» **Referring expression data**
>>

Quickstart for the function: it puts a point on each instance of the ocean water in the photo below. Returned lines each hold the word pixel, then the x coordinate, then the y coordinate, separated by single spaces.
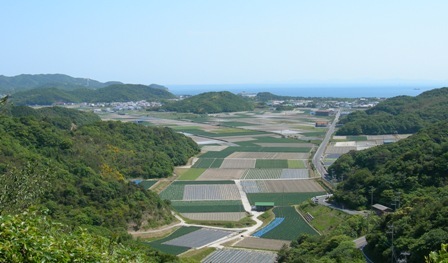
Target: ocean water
pixel 306 91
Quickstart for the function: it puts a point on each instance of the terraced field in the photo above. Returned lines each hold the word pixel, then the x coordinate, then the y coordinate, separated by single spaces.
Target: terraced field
pixel 224 216
pixel 208 206
pixel 240 255
pixel 211 192
pixel 266 174
pixel 222 174
pixel 291 227
pixel 281 186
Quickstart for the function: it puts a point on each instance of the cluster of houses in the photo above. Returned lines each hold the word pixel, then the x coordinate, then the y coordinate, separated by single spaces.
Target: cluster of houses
pixel 120 106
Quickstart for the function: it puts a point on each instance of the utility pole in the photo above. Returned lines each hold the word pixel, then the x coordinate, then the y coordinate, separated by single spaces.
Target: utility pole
pixel 391 231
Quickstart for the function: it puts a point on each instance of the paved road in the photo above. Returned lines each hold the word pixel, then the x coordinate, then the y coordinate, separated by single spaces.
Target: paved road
pixel 318 156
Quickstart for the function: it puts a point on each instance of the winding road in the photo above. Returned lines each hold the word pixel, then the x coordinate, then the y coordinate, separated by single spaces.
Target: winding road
pixel 318 156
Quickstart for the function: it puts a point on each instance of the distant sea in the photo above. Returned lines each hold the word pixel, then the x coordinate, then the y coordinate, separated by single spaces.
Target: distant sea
pixel 305 91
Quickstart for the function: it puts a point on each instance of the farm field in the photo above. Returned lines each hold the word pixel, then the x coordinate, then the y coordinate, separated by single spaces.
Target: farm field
pixel 240 255
pixel 208 163
pixel 281 186
pixel 281 199
pixel 222 174
pixel 208 206
pixel 291 227
pixel 266 174
pixel 216 216
pixel 169 249
pixel 261 243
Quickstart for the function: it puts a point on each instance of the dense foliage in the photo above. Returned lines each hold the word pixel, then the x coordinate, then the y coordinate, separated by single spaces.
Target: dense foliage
pixel 321 249
pixel 402 114
pixel 210 102
pixel 33 237
pixel 112 93
pixel 410 175
pixel 406 166
pixel 89 162
pixel 28 81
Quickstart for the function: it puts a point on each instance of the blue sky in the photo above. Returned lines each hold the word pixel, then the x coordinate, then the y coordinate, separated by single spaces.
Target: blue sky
pixel 222 42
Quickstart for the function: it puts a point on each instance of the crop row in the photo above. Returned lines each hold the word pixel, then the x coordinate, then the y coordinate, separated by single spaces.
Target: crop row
pixel 292 226
pixel 208 206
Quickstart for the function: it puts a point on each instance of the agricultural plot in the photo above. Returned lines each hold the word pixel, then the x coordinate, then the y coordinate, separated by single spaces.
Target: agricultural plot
pixel 191 174
pixel 146 184
pixel 211 192
pixel 208 206
pixel 296 164
pixel 281 186
pixel 281 199
pixel 294 174
pixel 253 186
pixel 198 238
pixel 208 163
pixel 300 145
pixel 293 186
pixel 222 174
pixel 240 255
pixel 238 163
pixel 339 150
pixel 277 221
pixel 252 174
pixel 292 226
pixel 266 155
pixel 271 164
pixel 175 191
pixel 224 216
pixel 261 243
pixel 173 250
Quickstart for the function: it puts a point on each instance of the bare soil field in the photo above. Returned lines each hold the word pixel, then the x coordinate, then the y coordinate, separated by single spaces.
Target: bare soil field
pixel 238 163
pixel 221 174
pixel 216 216
pixel 261 243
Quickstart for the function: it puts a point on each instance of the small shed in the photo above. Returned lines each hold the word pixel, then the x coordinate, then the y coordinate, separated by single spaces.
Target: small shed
pixel 263 206
pixel 381 209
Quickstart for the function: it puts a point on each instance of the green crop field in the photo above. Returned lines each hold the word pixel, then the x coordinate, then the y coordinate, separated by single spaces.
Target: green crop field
pixel 291 227
pixel 146 184
pixel 262 174
pixel 208 163
pixel 229 150
pixel 356 138
pixel 267 163
pixel 296 164
pixel 173 250
pixel 281 199
pixel 208 206
pixel 192 174
pixel 173 192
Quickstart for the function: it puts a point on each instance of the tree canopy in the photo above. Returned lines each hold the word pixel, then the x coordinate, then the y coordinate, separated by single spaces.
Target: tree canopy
pixel 402 114
pixel 210 102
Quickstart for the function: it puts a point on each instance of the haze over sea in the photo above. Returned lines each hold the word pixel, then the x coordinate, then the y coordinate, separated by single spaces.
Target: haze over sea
pixel 306 91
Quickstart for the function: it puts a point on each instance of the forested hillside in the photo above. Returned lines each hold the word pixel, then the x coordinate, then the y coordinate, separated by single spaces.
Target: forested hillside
pixel 211 102
pixel 402 114
pixel 86 162
pixel 411 176
pixel 112 93
pixel 29 81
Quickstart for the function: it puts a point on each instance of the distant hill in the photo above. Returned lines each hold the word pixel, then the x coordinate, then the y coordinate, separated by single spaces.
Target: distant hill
pixel 402 114
pixel 211 102
pixel 29 81
pixel 112 93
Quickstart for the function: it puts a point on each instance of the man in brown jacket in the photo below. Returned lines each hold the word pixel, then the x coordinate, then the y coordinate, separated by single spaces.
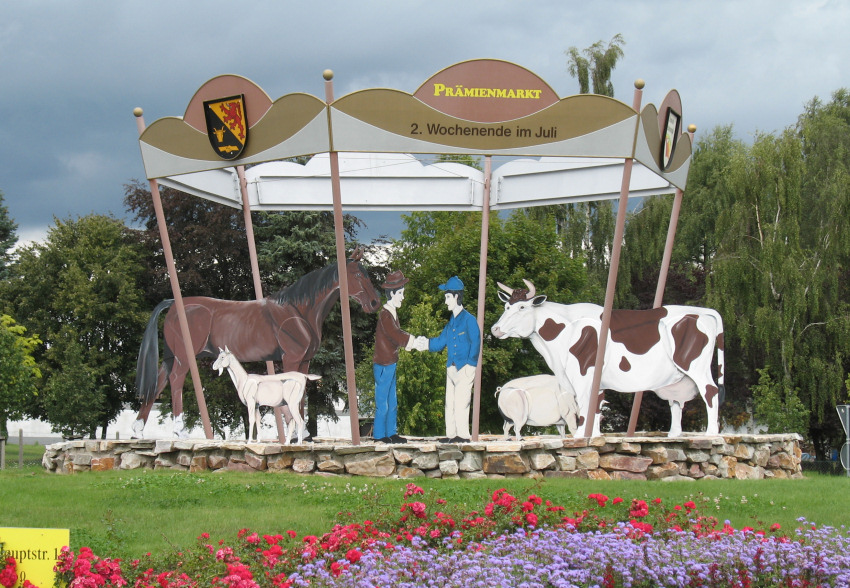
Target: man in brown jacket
pixel 388 339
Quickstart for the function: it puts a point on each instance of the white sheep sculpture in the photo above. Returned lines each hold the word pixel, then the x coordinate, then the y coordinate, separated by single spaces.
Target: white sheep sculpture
pixel 274 390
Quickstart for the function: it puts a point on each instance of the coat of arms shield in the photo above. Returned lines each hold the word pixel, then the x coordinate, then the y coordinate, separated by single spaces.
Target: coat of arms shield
pixel 227 126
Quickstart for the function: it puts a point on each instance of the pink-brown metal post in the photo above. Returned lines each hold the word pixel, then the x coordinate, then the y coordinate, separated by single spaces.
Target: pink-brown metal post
pixel 662 279
pixel 175 289
pixel 619 229
pixel 255 272
pixel 482 295
pixel 341 262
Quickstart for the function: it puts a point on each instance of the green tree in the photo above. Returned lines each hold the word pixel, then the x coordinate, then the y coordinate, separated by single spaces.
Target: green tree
pixel 292 244
pixel 586 229
pixel 437 245
pixel 19 373
pixel 78 290
pixel 779 276
pixel 210 250
pixel 595 64
pixel 8 238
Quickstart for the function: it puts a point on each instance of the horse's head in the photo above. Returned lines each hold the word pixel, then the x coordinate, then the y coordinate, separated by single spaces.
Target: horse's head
pixel 223 360
pixel 360 284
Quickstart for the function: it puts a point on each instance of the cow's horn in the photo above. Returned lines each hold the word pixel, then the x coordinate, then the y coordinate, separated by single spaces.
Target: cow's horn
pixel 510 291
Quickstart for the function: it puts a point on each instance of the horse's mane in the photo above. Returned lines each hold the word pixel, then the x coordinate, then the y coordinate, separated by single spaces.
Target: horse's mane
pixel 308 286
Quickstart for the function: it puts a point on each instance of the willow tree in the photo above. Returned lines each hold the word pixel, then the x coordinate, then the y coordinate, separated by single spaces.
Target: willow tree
pixel 780 274
pixel 595 64
pixel 586 229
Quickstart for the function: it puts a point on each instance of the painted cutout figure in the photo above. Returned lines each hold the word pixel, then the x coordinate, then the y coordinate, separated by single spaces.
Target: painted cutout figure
pixel 461 338
pixel 388 339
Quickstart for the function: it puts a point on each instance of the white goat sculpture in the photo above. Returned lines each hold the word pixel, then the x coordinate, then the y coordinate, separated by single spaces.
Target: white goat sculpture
pixel 266 390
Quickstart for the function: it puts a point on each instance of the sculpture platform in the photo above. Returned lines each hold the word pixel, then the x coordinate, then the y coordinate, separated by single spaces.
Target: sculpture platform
pixel 647 457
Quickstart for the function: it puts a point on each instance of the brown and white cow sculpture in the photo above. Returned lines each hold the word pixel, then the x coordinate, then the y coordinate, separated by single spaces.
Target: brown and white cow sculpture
pixel 667 350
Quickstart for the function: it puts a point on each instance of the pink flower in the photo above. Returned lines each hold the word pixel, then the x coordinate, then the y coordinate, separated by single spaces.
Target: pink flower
pixel 412 489
pixel 638 509
pixel 353 555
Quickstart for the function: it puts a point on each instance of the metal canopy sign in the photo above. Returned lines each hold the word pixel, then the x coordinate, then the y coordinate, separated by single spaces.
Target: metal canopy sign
pixel 483 106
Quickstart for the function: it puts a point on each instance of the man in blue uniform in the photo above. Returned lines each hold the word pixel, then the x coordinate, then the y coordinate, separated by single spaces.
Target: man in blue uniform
pixel 461 339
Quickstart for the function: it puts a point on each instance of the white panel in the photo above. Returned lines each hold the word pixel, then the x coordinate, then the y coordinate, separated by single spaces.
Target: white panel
pixel 351 134
pixel 551 181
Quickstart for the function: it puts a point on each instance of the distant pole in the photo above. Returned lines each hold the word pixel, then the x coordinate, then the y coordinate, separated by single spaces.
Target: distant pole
pixel 482 295
pixel 258 286
pixel 341 265
pixel 619 229
pixel 662 279
pixel 175 289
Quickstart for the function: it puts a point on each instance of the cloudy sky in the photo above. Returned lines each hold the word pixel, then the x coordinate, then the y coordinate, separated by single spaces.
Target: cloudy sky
pixel 72 72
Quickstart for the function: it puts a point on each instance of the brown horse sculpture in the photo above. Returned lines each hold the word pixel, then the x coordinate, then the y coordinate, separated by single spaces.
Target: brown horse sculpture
pixel 285 326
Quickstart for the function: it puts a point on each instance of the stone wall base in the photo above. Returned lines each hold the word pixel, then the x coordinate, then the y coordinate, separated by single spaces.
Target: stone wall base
pixel 690 457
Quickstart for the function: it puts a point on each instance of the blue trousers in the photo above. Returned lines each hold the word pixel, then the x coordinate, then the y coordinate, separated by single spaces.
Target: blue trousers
pixel 386 402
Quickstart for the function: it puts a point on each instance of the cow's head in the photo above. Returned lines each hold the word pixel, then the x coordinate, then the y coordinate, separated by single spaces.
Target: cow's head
pixel 518 319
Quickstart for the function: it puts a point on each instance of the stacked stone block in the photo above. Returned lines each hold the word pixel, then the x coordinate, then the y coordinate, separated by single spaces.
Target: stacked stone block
pixel 749 457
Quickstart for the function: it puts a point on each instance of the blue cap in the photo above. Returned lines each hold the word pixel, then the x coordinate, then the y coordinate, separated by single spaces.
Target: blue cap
pixel 454 284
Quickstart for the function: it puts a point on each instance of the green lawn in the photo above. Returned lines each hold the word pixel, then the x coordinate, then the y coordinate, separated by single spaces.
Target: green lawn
pixel 129 513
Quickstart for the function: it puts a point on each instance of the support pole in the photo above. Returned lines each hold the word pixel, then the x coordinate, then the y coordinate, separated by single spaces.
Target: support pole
pixel 619 229
pixel 175 289
pixel 482 292
pixel 258 286
pixel 341 264
pixel 662 280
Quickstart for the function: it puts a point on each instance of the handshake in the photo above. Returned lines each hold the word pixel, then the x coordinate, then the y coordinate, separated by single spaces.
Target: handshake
pixel 419 344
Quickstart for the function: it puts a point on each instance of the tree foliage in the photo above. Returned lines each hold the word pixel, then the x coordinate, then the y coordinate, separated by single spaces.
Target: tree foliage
pixel 19 373
pixel 292 244
pixel 594 65
pixel 78 291
pixel 779 275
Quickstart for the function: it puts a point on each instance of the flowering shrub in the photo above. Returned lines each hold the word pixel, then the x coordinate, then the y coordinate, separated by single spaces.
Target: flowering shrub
pixel 510 542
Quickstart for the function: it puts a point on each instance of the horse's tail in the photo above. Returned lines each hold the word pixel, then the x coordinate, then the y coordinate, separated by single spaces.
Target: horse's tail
pixel 146 365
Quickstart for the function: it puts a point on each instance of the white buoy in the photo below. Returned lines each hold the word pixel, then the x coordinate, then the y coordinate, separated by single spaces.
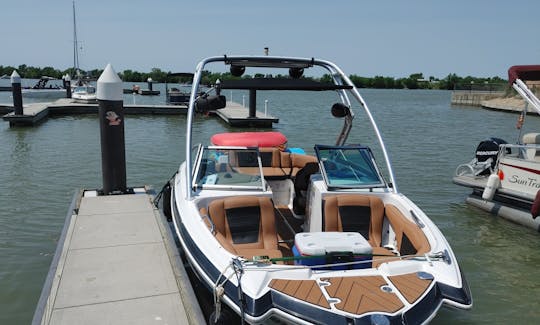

<<

» **THE PROBLEM**
Only the line with "the distant sea" and those preceding it, back to the first line of the entries, should be repeated exactly, without pictures.

» **EXPECTED OUTPUT**
Quickstart for the function: it puts a point on each instance of the ocean water in the photo below. Returned lines each hold the word pixel, then the x coordinate, then the y coordinate, separated by single spaces.
Target: ocean water
pixel 306 91
Quickstart for the function: it puts a point on each instance of the terraced field in the photo above. Returned lines each hold the word pixel, then the x coordinate, then the y coordinate, separated by single spaces.
Target: terraced field
pixel 224 216
pixel 208 206
pixel 240 255
pixel 211 192
pixel 266 174
pixel 222 174
pixel 291 227
pixel 281 186
Quickstart for the function: it puts a point on each instance of the cluster of houses in the photo above. Returned lines each hold the word pixel, then the x coordinate, then the y coordinate, separated by single spaces.
Target: cluster of houses
pixel 120 106
Quickstart for the function: it puts a point on each instance of the utility pole in the photo above. Returned lines each hold the word pixel, then the x coordinate, then the y coordinate, separated by single spaces.
Target: utility pole
pixel 391 231
Quickstart for the function: it puts a point on each instance of the paved road in the photo above. Returned lines each hold the word pixel, then the x coordinate, then the y coordinate, separated by single spaces.
Target: paved road
pixel 318 156
Quickstart for the function: it puts a point on each instance of the winding road in the photo above. Returned lines each hold the word pixel, then the x coordinate, then the y coordinate, separated by single spaces.
Target: winding road
pixel 318 156
Quickstart for the function: it puts a point on each instance of the distant sea in the photo above. Returned lines each hold the word pixel, then the x coordinate, then the y coordinate, separated by single spaces.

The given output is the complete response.